## [REQUEST]
In the lines from the one with "the blue sky" up to and including the one with "267), (247, 126)]", substitute "Mark" for "Point out" and give those lines again with nothing else changed.

## [MATERIAL SUPPLIED]
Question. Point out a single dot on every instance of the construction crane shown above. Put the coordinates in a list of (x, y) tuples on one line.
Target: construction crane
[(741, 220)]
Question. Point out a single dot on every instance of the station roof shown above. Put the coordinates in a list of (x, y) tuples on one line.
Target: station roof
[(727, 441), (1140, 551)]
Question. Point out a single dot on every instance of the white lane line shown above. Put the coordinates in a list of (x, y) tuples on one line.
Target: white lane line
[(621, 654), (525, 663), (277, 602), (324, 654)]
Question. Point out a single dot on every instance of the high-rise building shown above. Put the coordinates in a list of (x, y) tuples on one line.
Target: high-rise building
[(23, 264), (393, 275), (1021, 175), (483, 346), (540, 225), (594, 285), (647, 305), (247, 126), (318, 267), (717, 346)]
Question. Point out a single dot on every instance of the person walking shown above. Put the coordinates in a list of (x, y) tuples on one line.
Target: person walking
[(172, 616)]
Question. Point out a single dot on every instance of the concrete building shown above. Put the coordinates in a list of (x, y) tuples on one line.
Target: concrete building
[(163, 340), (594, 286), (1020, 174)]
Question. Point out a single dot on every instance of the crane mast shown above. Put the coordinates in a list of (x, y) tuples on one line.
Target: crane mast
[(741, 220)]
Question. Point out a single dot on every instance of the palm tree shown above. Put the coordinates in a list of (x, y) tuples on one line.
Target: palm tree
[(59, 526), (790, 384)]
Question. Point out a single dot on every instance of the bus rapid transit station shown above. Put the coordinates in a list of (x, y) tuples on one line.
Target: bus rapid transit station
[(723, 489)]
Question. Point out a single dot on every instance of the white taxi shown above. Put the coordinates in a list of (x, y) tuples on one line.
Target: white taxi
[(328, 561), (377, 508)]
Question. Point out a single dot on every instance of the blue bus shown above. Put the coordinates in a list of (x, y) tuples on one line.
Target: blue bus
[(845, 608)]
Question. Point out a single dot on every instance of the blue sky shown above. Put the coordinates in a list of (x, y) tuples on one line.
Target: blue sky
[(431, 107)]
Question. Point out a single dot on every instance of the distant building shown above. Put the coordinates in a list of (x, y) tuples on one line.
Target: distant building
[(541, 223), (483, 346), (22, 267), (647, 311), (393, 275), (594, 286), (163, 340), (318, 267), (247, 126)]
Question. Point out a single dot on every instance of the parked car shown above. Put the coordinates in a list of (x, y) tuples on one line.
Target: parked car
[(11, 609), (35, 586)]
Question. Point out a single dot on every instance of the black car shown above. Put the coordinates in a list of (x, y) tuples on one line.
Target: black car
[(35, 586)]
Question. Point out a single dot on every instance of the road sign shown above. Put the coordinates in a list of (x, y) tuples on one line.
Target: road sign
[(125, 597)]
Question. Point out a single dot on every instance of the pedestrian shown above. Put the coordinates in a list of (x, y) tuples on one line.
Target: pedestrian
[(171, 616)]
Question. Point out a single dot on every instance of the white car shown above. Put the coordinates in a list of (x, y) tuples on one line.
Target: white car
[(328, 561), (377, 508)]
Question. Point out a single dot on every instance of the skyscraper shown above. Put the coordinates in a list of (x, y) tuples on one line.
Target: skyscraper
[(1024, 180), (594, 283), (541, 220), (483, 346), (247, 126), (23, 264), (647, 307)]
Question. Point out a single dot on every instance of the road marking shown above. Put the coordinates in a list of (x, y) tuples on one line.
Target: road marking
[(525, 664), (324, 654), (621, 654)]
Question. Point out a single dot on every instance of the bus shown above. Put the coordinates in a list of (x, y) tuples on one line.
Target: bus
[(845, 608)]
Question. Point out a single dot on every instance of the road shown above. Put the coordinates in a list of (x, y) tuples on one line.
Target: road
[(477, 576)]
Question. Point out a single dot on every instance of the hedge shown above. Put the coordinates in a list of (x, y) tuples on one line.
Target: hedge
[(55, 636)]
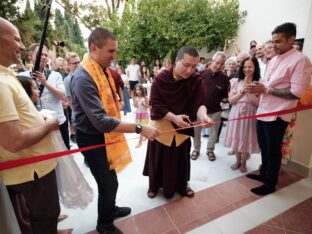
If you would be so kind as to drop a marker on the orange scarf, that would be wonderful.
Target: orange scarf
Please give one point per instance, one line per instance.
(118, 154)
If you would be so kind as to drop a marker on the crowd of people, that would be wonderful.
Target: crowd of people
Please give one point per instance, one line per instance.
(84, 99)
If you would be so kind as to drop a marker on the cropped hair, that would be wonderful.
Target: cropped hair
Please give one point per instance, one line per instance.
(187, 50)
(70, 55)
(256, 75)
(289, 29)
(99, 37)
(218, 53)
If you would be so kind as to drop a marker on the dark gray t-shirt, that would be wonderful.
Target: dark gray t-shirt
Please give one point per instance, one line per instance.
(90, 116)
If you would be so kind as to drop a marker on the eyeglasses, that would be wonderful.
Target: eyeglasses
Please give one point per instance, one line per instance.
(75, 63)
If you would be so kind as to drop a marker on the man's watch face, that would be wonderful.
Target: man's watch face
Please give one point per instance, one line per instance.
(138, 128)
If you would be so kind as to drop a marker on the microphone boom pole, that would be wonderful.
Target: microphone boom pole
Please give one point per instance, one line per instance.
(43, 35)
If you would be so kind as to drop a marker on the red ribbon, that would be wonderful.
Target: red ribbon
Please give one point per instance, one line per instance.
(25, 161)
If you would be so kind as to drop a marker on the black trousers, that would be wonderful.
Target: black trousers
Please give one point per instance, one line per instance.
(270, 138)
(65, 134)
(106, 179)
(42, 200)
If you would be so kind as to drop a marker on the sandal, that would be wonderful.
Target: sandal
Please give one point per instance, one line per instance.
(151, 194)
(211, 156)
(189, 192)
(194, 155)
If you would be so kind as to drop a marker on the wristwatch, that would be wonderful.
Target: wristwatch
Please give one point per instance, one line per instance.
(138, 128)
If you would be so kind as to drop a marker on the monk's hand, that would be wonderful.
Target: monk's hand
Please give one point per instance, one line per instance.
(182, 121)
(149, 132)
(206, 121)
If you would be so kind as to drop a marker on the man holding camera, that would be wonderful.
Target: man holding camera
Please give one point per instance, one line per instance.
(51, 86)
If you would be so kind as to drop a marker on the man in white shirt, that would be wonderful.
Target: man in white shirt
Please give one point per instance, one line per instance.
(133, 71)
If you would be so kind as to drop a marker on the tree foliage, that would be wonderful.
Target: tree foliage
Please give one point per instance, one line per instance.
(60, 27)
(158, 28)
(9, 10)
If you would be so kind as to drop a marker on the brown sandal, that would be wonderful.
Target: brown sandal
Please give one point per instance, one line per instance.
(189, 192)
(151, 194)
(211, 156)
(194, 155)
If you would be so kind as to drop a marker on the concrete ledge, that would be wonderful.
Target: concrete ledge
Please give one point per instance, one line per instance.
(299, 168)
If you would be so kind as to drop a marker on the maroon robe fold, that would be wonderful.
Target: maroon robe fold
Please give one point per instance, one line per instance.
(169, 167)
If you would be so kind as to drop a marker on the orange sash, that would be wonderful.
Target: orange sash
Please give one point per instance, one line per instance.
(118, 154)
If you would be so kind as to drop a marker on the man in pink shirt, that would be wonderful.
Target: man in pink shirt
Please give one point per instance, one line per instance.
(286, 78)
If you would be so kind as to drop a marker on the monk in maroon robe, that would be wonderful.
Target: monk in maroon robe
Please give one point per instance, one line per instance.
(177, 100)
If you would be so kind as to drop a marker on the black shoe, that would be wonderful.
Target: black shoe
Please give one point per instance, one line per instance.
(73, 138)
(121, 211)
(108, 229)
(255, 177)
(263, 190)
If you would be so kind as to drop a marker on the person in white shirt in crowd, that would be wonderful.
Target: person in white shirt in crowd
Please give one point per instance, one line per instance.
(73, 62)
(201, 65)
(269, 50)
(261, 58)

--

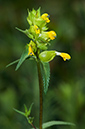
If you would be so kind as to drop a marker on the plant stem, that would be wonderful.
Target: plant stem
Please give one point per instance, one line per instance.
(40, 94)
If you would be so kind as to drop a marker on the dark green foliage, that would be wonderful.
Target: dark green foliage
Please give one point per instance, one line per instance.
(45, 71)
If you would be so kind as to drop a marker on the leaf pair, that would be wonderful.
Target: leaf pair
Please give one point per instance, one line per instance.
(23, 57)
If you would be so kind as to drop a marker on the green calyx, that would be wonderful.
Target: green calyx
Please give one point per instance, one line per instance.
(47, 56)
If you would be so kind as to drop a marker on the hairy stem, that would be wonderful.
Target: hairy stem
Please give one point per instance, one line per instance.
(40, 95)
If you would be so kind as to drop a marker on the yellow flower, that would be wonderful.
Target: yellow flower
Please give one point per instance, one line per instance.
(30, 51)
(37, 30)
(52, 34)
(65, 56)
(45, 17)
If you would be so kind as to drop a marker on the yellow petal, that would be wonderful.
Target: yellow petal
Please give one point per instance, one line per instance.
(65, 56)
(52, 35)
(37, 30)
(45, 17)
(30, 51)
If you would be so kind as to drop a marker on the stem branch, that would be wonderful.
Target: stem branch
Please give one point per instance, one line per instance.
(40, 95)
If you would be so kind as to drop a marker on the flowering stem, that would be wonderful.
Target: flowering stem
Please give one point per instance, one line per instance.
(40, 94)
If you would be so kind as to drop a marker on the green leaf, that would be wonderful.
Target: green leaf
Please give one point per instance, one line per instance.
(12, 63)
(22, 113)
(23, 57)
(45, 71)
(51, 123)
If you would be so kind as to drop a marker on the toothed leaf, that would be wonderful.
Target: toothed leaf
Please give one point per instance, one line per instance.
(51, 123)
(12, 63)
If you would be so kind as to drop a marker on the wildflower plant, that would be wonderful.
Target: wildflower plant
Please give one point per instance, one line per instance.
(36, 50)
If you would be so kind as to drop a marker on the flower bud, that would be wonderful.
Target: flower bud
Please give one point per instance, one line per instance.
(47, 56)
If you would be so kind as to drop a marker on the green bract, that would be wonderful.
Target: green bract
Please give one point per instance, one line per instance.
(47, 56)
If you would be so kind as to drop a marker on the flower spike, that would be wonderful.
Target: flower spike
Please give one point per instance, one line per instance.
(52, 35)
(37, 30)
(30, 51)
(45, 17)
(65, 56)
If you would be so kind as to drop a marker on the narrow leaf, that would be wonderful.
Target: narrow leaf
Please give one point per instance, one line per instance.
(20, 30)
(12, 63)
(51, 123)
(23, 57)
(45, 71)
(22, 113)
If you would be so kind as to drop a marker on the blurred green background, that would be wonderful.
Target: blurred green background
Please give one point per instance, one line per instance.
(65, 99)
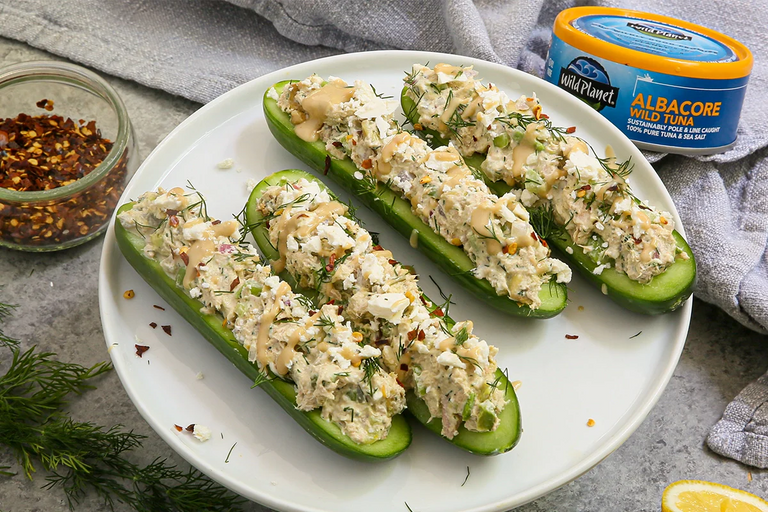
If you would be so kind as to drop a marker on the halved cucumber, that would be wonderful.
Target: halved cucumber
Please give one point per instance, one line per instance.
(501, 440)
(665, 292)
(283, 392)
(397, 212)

## [RESULT FOR THIS TASK]
Question. Mark a single dot on every instance of the blue sky shown above. Put the coordinates in a list of (x, y) tuples on one line.
Target: blue sky
[(431, 107)]
Question. Mark a single dot on every instance of the distant building shown above. Put the coordinates in a list of (x, y) tuples on one line.
Target: distant building
[(541, 223), (483, 346), (22, 267), (647, 311), (393, 275), (594, 286), (163, 340), (318, 267), (247, 126)]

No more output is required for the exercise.